## [DATA FOR THE TASK]

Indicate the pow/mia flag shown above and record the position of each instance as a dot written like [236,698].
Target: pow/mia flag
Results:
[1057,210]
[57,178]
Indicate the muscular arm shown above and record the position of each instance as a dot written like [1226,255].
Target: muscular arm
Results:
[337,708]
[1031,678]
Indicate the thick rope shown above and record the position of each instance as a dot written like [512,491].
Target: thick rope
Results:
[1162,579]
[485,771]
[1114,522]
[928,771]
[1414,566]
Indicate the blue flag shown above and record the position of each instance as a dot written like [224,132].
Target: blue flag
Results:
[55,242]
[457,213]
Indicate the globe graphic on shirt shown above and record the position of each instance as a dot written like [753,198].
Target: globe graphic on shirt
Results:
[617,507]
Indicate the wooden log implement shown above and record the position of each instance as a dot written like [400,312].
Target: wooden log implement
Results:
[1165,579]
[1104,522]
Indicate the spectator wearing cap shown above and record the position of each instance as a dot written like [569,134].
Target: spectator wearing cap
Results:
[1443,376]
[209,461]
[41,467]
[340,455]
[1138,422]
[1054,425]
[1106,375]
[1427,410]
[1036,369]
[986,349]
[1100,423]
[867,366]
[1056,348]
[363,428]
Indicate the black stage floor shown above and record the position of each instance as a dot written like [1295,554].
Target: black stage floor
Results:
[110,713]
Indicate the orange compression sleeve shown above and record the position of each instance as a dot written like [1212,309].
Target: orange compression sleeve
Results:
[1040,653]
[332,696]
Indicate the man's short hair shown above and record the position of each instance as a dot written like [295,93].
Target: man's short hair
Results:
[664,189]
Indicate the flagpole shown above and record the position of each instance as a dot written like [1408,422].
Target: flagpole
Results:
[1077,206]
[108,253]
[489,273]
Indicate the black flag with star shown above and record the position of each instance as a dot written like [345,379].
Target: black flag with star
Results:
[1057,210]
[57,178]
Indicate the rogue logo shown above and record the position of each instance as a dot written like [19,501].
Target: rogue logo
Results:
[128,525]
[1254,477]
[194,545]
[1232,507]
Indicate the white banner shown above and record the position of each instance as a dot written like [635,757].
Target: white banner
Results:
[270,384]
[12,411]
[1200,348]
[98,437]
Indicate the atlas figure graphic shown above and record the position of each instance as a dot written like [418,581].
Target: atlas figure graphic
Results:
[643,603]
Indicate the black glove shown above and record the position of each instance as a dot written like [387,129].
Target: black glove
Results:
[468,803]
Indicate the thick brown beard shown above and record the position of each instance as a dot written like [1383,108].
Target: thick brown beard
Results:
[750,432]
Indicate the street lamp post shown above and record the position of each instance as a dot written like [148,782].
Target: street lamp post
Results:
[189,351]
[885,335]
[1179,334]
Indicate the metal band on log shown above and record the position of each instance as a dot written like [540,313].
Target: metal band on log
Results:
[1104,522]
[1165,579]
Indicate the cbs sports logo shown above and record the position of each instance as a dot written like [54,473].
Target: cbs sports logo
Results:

## [PROMPT]
Write the lines out exactly, from the one with "Indicate the black glove" down to the last line of the listing, and leave out all others.

## [COMPLETED EXERCISE]
Indicate the black glove shown above and record the position of each instance as a dot written like [387,129].
Target: black glove
Results:
[468,803]
Indicate the thick brown beard shown above and record the position of each instance as a dot written like [1383,108].
Target: thick brown beard
Results:
[750,432]
Indicate the street lamp post shown above and record the position of each instance as a dot written like [148,782].
Target: street lamp post
Results:
[189,351]
[885,335]
[1179,334]
Indicate the metal band on log shown above and record the position of each instance as a dot written like [540,313].
Target: metal band on log
Results:
[1104,522]
[1165,579]
Indicate the cbs sports logo shown above and record the position of each instance as a dot written like [54,473].
Target: cbs sports logo
Results:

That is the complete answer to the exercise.